GRIEF alias rasa duka akibat kehilangan orang yang kita sayangi merupakan sebuah kondisi emosional yang tidak bisa dihindari. Setiap manusia pasti akan menemui ajalnya. Karena itulah kita akan merasakan kesedihan mendalam dalam hidup kita yang disebabkan meninggalnya seseorang yang dekat dengan kita. Entah itu ayah, ibu, kakak atau adik, paman atau bibi, keponakan, juga sahabat.
Clinical psychologist & certified hypnotherapist Liza Marielly Djaprie dalam ZoomTalk Farah.id bertema "Solusi Cerdas Atasi Cemas di Masa Pandemi" Jumat, (25/09/2020) mengatakan bahwa proses healing atau menyembuhkan diri dari perasaan duka memang membutuhkan waktu. "Sayangnya, banyak dari kita menginginkan perubahan perasaan dalam waktu instan."
Psikolog yang dekat dengan banyak figur publik ini mencontohkan orang yang sedang sakit flu. Di luar negeri, orang yang baru terkena flu memilih beristirahat, tidur yang cukup, dan makan sup hangat. Tidak langsung berobat ke dokter. Sementara di sini (Indonesia-red), banyak dari kita yang lebih suka cara instan...buru-buru mencari antibiotik supaya flu cepat selesai.
Dalam urusan healing process untuk mental breakdown, mental instan itu tidak dapat membantu. Jika ada luka berdarah di tubuh kita (sakit secara fisik), perlu waktu untuk bisa sembuh. Apalagi dengan urusan sakit secara mental, di dalam hati, yang sifatnya lebih abstrak dan lebih absurd. Tentu butuh waktu panjang untuk bisa sembuh.

## [Kumpulan Soal]
A - Ubah bagian teks tentang rasa duka mulai dari "Dalam urusan healing" hingga "panjang untuk bisa sembuh." dengan mengganti "luka berdarah" menjadi "luka terbuka", lalu tuliskan hasilnya.
B - Lanjutkan teks tentang rasa duka ini dari kalimat terakhirnya.

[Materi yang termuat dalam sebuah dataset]
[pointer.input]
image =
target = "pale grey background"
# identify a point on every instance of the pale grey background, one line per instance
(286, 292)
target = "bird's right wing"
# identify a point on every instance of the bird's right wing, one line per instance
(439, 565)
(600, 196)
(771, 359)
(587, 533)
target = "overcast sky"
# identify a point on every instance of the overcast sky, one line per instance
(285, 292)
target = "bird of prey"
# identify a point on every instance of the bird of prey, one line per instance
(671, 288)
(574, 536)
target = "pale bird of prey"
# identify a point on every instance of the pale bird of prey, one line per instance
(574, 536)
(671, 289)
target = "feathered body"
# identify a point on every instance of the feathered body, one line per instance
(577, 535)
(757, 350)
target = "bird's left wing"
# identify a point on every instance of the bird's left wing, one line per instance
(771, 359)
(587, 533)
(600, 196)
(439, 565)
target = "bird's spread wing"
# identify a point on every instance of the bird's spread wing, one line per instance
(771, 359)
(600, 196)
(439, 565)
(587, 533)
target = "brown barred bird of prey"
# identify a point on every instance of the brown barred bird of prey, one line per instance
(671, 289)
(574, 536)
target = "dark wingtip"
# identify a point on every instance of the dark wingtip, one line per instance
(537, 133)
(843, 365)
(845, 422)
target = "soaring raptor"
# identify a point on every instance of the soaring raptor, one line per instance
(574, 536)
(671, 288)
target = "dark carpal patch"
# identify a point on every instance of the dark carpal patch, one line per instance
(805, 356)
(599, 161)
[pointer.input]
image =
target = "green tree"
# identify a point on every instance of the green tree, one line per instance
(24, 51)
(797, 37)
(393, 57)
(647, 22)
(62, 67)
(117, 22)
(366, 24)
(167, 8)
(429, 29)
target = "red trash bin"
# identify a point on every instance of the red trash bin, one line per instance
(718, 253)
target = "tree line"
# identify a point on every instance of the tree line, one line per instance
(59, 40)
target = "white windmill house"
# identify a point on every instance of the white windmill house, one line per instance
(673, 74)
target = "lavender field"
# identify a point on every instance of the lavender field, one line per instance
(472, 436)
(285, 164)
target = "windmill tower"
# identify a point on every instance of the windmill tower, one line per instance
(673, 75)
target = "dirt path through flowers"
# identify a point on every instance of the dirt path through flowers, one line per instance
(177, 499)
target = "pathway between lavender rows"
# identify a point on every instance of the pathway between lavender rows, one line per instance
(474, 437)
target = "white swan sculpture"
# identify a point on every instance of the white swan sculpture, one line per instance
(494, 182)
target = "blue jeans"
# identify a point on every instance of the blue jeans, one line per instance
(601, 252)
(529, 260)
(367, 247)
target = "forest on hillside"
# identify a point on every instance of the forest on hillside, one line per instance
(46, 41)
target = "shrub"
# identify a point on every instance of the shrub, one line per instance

## [Jawaban Berurutan]
A -
Dalam urusan healing process untuk mental breakdown, mental instan itu tidak dapat membantu. Jika ada luka terbuka di tubuh kita (sakit secara fisik), perlu waktu untuk bisa sembuh. Apalagi dengan urusan sakit secara mental, di dalam hati, yang sifatnya lebih abstrak dan lebih absurd. Tentu butuh waktu panjang untuk bisa sembuh.

B -
Manusia butuh waktu untuk bisa bangkit dan pulih dari kondisi berduka. Sebentar atau lamanya tidak bisa digeneralisasikan karena setiap manusia merespons masalah dengan kemampuan yang berbeda-beda.
Ada yang perasaan dukanya bisa memudar dengan cepat, ada yang tidak. Tergantung keterikatan antara orang yang meninggalkan dan orang yang ditinggalkan, apakah sangat melekat atau tidak terlalu dekat. "Dan perlu dipahami bahwa healing bukan berarti hilang total. Suatu saat akan ada memori yang muncul kembali. Healing bukan berarti semuanya completely gone alias hilang semua, tidak begitu," tegas Liza.
Ia mencontohkan ketika seorang anak harus kehilangan sang ibu yang begitu dekat hubungannya selama ini, pasti ada momen atau benda yang mengingatkannya pada sang ibu. Misalnya saja ketika sedang menyetir mobil lalu melihat tukang batagor di pinggir jalan, kita menangis teringat ibu yang sangat suka dengan batagor. Apakah itu berarti kita belum berhasil healing? Tidak juga.
Itu adalah cara kita melepaskan emosi. Adalah wajar jika kita memiliki banyak memori tentang ibu tercinta. Dan seperti disebutkan sebelumnya, healing dari perasaan duka juga bukan lantas melupakan segala hal tentang orang yang meninggalkan kita.
Kita wajib memahami bahwa emosi dalam bahasa Inggris adalah emotion, yang artinya adalah energi yang bergerak. Emosi adalah sesuatu yang harus kita gerakkan, yang harus disirkulasikan dengan baik, sehingga emosi terolah dengan baik lalu tersalurkan dengan cara yang baik pula.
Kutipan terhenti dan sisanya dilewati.